*** DATASET RECORDS ***

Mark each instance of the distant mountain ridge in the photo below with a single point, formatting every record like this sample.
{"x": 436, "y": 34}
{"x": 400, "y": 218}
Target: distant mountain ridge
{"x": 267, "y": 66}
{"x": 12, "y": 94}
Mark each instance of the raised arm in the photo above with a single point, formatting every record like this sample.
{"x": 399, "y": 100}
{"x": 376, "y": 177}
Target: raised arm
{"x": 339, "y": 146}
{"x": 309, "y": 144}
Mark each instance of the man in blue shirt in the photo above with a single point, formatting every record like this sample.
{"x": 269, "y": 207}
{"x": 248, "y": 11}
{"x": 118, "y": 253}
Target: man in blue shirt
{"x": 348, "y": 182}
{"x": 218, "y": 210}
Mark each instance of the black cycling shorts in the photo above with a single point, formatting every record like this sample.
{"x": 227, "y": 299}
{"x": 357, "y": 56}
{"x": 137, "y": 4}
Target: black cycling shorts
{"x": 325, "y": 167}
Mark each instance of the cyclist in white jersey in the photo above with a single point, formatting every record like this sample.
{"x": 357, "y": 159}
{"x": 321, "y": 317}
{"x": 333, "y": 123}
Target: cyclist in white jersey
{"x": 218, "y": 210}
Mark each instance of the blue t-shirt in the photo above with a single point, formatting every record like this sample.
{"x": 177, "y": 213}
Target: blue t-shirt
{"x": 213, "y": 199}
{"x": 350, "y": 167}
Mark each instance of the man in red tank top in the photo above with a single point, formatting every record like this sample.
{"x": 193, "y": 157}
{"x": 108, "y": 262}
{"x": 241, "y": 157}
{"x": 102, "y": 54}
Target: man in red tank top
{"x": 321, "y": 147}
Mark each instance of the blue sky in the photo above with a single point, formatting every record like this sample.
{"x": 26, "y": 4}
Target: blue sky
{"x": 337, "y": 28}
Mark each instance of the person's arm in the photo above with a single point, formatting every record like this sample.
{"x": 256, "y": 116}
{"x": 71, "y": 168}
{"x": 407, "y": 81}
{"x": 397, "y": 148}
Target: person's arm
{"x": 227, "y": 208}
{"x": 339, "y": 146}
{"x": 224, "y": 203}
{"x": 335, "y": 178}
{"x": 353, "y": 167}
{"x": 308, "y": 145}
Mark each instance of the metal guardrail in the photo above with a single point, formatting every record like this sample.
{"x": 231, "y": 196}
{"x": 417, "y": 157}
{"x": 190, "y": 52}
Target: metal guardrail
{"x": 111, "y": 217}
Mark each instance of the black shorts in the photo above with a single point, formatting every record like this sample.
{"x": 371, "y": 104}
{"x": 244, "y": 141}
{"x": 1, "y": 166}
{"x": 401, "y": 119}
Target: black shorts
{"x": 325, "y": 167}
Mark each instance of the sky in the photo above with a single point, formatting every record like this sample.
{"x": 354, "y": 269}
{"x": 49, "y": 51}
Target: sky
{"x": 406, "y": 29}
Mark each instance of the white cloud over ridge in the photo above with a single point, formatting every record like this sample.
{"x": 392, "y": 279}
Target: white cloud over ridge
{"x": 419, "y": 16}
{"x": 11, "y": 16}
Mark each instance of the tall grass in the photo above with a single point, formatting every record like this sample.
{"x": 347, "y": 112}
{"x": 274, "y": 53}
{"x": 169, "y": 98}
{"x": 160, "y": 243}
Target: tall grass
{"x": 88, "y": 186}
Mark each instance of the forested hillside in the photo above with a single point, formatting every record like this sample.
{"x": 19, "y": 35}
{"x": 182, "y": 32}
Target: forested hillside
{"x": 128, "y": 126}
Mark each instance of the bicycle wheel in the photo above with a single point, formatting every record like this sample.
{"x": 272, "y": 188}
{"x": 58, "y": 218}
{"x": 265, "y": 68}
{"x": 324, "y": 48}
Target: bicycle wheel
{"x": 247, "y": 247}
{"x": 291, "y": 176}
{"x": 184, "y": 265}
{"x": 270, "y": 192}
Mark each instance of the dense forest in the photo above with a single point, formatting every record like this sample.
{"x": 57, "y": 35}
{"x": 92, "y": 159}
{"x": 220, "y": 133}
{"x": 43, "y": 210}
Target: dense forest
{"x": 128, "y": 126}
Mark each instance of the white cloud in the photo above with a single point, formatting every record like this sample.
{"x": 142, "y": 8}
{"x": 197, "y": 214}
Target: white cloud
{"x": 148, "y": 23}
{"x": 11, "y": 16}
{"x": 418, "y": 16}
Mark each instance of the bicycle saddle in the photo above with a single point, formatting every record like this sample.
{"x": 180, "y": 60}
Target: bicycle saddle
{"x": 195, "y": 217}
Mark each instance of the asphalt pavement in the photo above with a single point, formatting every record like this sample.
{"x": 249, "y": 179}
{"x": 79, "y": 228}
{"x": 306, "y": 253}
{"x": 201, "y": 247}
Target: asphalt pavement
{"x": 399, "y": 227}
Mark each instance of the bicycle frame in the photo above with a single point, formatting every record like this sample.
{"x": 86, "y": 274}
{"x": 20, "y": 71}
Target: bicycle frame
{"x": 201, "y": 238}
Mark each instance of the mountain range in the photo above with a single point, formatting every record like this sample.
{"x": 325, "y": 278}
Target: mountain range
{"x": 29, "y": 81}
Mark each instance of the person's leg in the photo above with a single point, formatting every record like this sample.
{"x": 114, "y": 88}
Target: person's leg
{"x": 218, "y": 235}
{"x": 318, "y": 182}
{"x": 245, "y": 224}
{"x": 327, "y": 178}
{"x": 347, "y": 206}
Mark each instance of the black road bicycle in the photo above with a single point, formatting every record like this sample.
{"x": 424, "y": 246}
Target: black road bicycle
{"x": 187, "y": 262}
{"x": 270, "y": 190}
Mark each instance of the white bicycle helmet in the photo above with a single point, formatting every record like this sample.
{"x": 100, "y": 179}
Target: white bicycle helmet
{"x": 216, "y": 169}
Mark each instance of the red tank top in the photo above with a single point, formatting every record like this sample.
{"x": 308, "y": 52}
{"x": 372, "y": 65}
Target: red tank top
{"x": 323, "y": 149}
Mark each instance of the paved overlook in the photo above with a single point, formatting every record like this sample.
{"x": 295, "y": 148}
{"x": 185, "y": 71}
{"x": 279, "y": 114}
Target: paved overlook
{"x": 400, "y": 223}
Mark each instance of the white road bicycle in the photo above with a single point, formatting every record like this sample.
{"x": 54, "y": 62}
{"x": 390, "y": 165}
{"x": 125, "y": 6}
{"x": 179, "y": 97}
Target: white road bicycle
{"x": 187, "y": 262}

*** End of DATASET RECORDS ***

• _TASK STATEMENT_
Could you write out all the entries word for word?

• _RESULT BELOW_
Mark each instance of the distant mountain ridge in the photo below with a single point, formatting every record like this sample.
{"x": 436, "y": 34}
{"x": 400, "y": 218}
Target: distant mountain ridge
{"x": 267, "y": 66}
{"x": 12, "y": 94}
Mark each instance of the raised arm in the photo above with a single point, formatting every record like this sample.
{"x": 399, "y": 100}
{"x": 376, "y": 177}
Target: raised arm
{"x": 339, "y": 146}
{"x": 309, "y": 144}
Mark each instance of the man in blue shirt in the photo above with a single point, formatting every record like this sample.
{"x": 269, "y": 207}
{"x": 248, "y": 11}
{"x": 118, "y": 253}
Target: man in blue shirt
{"x": 348, "y": 182}
{"x": 218, "y": 210}
Mark each instance of the black cycling shorts in the photo above with a single point, formatting every record like this sample.
{"x": 227, "y": 299}
{"x": 357, "y": 56}
{"x": 137, "y": 4}
Target: black cycling shorts
{"x": 325, "y": 167}
Mark each instance of the cyclist in white jersey in the photo above with a single point, formatting every record like this sample.
{"x": 357, "y": 159}
{"x": 321, "y": 317}
{"x": 333, "y": 123}
Target: cyclist in white jersey
{"x": 218, "y": 210}
Mark each instance of the blue t-shirt in the photo above with a single point, formatting every record like this sample.
{"x": 177, "y": 213}
Target: blue t-shirt
{"x": 213, "y": 199}
{"x": 350, "y": 167}
Mark each instance of the man in red tank top in the photo above with a single point, formatting every record like this sample.
{"x": 193, "y": 157}
{"x": 108, "y": 262}
{"x": 241, "y": 157}
{"x": 102, "y": 54}
Target: man in red tank top
{"x": 321, "y": 147}
Mark each instance of the blue sky in the photo above with a single point, formatting every record like this sample.
{"x": 26, "y": 4}
Target: blue sky
{"x": 337, "y": 28}
Mark each instance of the person's arm in the photo above with a single point, formatting every record like this sample.
{"x": 256, "y": 116}
{"x": 71, "y": 168}
{"x": 407, "y": 81}
{"x": 397, "y": 148}
Target: person's arm
{"x": 227, "y": 208}
{"x": 339, "y": 146}
{"x": 224, "y": 203}
{"x": 335, "y": 178}
{"x": 353, "y": 167}
{"x": 308, "y": 145}
Mark each instance of the metal guardrail in the photo above with a single point, formatting every record like this sample.
{"x": 231, "y": 196}
{"x": 417, "y": 157}
{"x": 190, "y": 52}
Target: metal guardrail
{"x": 111, "y": 217}
Mark each instance of the black shorts in the photo above with a single point, formatting every record like this sample.
{"x": 371, "y": 104}
{"x": 244, "y": 141}
{"x": 1, "y": 166}
{"x": 401, "y": 119}
Target: black shorts
{"x": 325, "y": 167}
Mark each instance of the sky in the photo above with a single point, formatting every record like this sample.
{"x": 354, "y": 269}
{"x": 49, "y": 51}
Target: sky
{"x": 406, "y": 29}
Mark each instance of the white cloud over ridge in the photo above with a single point, formatting every record like this sample.
{"x": 392, "y": 279}
Target: white cloud over ridge
{"x": 419, "y": 16}
{"x": 11, "y": 16}
Mark each instance of the tall grass in the photo above with a single point, formatting every record like this sample.
{"x": 347, "y": 112}
{"x": 274, "y": 53}
{"x": 169, "y": 98}
{"x": 160, "y": 243}
Target: tall grass
{"x": 88, "y": 186}
Mark each instance of the forested hillside in the photo above with a single point, formatting every record like this sample.
{"x": 19, "y": 35}
{"x": 182, "y": 32}
Target: forested hillside
{"x": 128, "y": 126}
Mark each instance of the bicycle wheel in the photo above with a single point, formatting every record like this sample.
{"x": 272, "y": 188}
{"x": 58, "y": 218}
{"x": 265, "y": 68}
{"x": 324, "y": 48}
Target: bicycle wheel
{"x": 247, "y": 247}
{"x": 291, "y": 176}
{"x": 184, "y": 265}
{"x": 270, "y": 192}
Mark each instance of the dense forest in the photo above with a single point, formatting every record like this sample.
{"x": 57, "y": 35}
{"x": 92, "y": 159}
{"x": 220, "y": 133}
{"x": 43, "y": 210}
Target: dense forest
{"x": 128, "y": 126}
Mark each instance of the white cloud in the photo above with a single point, formatting every record like this sample.
{"x": 142, "y": 8}
{"x": 197, "y": 214}
Target: white cloud
{"x": 148, "y": 23}
{"x": 11, "y": 16}
{"x": 418, "y": 16}
Mark each instance of the bicycle saddle in the photo above with a single point, formatting every record like this sample.
{"x": 180, "y": 60}
Target: bicycle saddle
{"x": 195, "y": 217}
Mark each instance of the asphalt pavement in the photo above with a single point, formatting every record like this sample.
{"x": 249, "y": 179}
{"x": 79, "y": 228}
{"x": 306, "y": 253}
{"x": 201, "y": 247}
Target: asphalt pavement
{"x": 399, "y": 227}
Mark each instance of the bicycle frame in the photo above with a single point, formatting every record like this sample.
{"x": 86, "y": 274}
{"x": 20, "y": 71}
Target: bicycle frame
{"x": 201, "y": 238}
Mark each instance of the mountain range in the photo above with a single point, formatting every record like this sample.
{"x": 325, "y": 278}
Target: mountain range
{"x": 29, "y": 81}
Mark each instance of the person's leg in the photo above with a single point, formatting every record like this sample.
{"x": 114, "y": 88}
Target: person's leg
{"x": 218, "y": 235}
{"x": 318, "y": 182}
{"x": 245, "y": 224}
{"x": 327, "y": 178}
{"x": 347, "y": 206}
Mark each instance of the black road bicycle in the photo above with a single point, formatting every record like this sample.
{"x": 424, "y": 246}
Target: black road bicycle
{"x": 187, "y": 262}
{"x": 270, "y": 190}
Mark each instance of the white bicycle helmet in the photo above with a single point, formatting every record like this sample.
{"x": 100, "y": 179}
Target: white bicycle helmet
{"x": 216, "y": 169}
Mark each instance of the red tank top in the photo above with a single point, formatting every record like this sample.
{"x": 308, "y": 52}
{"x": 372, "y": 65}
Target: red tank top
{"x": 323, "y": 149}
Mark each instance of the paved overlook in the photo above with a single point, formatting every record like this sample.
{"x": 295, "y": 148}
{"x": 185, "y": 71}
{"x": 279, "y": 114}
Target: paved overlook
{"x": 400, "y": 223}
Mark each instance of the white road bicycle in the photo above with a single point, formatting every record like this sample.
{"x": 54, "y": 62}
{"x": 390, "y": 165}
{"x": 125, "y": 6}
{"x": 179, "y": 97}
Target: white road bicycle
{"x": 187, "y": 262}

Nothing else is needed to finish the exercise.